# [RECORDS FOR THIS EXERCISE]

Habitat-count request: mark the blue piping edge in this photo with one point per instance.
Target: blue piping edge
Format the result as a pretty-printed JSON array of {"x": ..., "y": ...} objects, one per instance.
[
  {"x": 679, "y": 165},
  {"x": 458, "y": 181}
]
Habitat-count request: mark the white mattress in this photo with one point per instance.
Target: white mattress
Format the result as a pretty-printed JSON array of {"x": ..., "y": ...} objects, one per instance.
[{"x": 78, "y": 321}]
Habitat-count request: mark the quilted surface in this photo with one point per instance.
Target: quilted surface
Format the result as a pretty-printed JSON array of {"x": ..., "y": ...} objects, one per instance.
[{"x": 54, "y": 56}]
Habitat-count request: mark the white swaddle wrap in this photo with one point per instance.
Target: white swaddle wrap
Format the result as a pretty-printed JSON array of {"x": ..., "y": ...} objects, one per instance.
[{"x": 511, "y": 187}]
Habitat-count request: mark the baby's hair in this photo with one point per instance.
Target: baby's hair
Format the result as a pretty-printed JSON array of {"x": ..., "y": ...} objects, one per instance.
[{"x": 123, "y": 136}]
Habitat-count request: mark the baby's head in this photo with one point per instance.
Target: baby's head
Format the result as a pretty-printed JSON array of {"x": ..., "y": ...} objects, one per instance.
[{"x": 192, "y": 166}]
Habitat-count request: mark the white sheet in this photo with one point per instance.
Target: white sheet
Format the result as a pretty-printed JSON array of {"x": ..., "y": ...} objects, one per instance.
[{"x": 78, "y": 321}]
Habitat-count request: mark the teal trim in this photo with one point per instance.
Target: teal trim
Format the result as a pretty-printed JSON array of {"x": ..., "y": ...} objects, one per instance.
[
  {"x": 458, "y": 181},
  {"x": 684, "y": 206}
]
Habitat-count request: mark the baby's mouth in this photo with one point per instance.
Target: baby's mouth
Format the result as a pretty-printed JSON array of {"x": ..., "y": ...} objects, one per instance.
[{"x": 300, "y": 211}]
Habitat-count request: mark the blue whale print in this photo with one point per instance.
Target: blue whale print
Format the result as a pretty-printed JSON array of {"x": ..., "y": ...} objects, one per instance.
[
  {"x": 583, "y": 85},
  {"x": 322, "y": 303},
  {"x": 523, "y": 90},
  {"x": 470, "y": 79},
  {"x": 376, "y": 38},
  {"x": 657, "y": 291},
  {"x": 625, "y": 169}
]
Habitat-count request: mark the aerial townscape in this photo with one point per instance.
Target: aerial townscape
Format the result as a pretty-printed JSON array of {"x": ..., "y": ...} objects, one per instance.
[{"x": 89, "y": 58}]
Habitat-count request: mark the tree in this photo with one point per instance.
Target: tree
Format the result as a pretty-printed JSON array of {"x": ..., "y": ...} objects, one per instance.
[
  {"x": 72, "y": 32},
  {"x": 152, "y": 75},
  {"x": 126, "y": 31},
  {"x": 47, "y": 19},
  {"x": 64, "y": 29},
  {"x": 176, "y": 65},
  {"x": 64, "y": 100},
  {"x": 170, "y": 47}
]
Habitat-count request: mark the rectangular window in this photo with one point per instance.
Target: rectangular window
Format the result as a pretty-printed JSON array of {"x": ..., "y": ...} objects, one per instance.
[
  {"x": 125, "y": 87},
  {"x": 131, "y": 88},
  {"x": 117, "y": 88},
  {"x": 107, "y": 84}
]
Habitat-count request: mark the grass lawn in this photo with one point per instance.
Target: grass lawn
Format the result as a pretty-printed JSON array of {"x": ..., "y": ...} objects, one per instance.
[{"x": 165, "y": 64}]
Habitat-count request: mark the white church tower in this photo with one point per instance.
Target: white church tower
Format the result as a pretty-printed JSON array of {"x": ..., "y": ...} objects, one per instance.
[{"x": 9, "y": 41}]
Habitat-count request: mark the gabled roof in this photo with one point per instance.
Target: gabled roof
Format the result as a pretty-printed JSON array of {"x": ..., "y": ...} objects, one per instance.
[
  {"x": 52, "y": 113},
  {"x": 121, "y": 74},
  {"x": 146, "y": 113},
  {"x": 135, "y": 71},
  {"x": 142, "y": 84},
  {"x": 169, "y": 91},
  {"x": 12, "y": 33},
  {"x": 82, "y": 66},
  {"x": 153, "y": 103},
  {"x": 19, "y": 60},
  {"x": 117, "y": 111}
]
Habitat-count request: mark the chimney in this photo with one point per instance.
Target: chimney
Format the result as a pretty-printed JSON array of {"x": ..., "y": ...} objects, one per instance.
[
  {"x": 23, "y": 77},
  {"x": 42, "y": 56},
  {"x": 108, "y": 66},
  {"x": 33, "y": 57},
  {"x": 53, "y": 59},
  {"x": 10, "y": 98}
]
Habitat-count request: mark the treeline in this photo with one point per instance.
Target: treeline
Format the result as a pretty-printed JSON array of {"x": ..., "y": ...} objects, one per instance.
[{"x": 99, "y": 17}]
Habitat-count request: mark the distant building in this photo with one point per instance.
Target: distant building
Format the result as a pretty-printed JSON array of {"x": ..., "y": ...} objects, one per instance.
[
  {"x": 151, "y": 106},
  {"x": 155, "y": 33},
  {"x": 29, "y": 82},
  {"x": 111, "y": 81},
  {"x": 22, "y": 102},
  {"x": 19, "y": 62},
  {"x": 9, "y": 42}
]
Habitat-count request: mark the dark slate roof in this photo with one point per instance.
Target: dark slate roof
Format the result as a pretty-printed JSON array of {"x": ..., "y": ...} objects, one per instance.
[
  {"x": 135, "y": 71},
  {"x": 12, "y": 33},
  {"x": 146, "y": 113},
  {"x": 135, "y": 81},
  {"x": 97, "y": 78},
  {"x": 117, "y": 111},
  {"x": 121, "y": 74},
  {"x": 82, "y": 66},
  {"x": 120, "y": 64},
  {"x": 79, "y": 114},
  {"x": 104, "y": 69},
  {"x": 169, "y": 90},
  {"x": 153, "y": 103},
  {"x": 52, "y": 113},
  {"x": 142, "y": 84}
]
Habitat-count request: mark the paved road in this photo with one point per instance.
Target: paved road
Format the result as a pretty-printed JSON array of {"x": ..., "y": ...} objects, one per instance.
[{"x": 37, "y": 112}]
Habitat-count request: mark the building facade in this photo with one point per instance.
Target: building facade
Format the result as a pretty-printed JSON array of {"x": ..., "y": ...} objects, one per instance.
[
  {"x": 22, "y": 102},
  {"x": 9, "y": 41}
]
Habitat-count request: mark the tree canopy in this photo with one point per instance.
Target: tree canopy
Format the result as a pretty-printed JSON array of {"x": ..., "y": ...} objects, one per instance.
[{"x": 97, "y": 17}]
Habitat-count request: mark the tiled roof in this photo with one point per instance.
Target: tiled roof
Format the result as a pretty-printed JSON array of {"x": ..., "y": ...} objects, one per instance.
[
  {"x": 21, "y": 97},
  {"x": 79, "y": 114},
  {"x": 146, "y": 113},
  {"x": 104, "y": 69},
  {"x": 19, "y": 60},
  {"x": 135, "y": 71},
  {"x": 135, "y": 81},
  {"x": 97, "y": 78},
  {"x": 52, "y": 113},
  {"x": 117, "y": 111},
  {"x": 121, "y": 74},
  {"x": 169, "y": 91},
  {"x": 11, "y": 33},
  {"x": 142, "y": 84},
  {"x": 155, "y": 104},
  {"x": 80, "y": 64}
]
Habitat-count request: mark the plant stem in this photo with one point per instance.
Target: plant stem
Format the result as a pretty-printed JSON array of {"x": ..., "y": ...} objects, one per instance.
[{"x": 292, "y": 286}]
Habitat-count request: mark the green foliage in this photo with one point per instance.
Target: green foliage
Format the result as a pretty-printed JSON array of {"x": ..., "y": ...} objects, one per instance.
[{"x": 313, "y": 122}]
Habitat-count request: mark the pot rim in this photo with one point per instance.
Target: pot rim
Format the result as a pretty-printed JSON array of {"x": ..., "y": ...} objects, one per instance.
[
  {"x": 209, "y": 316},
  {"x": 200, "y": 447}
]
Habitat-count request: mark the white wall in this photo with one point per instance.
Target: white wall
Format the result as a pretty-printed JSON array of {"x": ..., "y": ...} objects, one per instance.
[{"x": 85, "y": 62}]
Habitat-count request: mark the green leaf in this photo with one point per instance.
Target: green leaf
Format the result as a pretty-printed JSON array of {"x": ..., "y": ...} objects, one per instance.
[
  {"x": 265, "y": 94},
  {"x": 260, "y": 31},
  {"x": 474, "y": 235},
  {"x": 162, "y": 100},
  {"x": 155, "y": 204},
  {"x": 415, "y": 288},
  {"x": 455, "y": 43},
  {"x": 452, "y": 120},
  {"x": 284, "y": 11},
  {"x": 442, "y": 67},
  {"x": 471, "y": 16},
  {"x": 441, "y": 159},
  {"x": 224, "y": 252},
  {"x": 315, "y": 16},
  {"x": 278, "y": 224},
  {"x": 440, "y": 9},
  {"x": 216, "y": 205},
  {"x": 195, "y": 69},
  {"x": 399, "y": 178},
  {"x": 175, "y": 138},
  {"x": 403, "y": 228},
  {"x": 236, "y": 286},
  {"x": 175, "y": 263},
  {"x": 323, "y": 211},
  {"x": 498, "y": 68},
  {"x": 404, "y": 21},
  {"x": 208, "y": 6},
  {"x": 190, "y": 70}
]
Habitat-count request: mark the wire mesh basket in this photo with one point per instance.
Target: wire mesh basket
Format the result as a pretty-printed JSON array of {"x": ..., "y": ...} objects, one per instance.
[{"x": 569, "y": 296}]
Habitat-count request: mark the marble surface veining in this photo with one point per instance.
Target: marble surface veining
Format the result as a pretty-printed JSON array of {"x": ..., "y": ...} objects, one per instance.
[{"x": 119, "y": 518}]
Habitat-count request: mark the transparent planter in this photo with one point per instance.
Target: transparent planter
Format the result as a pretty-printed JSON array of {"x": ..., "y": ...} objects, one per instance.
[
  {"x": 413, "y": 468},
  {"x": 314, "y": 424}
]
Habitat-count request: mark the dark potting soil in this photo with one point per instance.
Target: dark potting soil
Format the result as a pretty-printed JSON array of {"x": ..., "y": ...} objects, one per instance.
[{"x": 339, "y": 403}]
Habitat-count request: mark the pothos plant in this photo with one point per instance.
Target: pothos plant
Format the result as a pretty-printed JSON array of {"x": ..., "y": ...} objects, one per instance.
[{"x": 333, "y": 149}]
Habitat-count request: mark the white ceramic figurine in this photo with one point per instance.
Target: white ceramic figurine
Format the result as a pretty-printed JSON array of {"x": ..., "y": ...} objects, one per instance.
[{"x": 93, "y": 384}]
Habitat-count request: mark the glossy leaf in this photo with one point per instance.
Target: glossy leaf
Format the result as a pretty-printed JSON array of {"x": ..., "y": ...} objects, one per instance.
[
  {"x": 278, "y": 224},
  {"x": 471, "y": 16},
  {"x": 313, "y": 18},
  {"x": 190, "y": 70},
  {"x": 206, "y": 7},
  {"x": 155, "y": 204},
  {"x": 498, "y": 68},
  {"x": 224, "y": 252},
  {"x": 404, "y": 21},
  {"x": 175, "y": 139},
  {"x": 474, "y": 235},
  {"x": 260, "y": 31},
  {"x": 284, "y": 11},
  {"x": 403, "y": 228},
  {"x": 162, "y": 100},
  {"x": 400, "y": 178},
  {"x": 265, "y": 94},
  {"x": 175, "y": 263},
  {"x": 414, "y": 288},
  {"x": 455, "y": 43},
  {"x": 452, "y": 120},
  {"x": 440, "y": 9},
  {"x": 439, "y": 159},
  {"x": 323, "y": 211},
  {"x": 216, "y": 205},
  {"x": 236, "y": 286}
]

# [EXERCISE DIRECTIONS]
The line containing "Habitat-count request: mark the dark potting" marks the start; retype it and each line after it through the end of the records above, exactly.

# [EXERCISE OUTPUT]
Habitat-count request: mark the dark potting soil in this photo with one point per instance.
Target: dark potting soil
Format the result as a pretty-printed JSON array of {"x": ..., "y": ...} objects, one per instance.
[{"x": 339, "y": 403}]
Habitat-count request: mark the pothos plant in this photo with one point per instance.
Target: pothos plant
Format the result as a pretty-printed JSON array of {"x": ..., "y": ...} objects, one per instance.
[{"x": 333, "y": 149}]
Habitat-count request: mark the white ceramic figurine in this photo with one point per instance.
Target: white ceramic figurine
Format the result as a pretty-printed JSON array of {"x": ..., "y": ...} objects, one per instance.
[{"x": 93, "y": 384}]
Habitat-count request: mark the glossy leaf in this photo with one point per instance.
Target: glossy leaf
Format the result as a pretty-printed JSON array of {"x": ..., "y": ...} objects, one per instance.
[
  {"x": 278, "y": 224},
  {"x": 471, "y": 16},
  {"x": 313, "y": 18},
  {"x": 190, "y": 70},
  {"x": 206, "y": 7},
  {"x": 155, "y": 204},
  {"x": 498, "y": 68},
  {"x": 224, "y": 252},
  {"x": 404, "y": 21},
  {"x": 175, "y": 139},
  {"x": 474, "y": 235},
  {"x": 260, "y": 31},
  {"x": 284, "y": 11},
  {"x": 403, "y": 228},
  {"x": 162, "y": 100},
  {"x": 400, "y": 178},
  {"x": 265, "y": 94},
  {"x": 175, "y": 263},
  {"x": 414, "y": 288},
  {"x": 455, "y": 43},
  {"x": 452, "y": 120},
  {"x": 440, "y": 9},
  {"x": 439, "y": 159},
  {"x": 323, "y": 211},
  {"x": 216, "y": 205},
  {"x": 236, "y": 286}
]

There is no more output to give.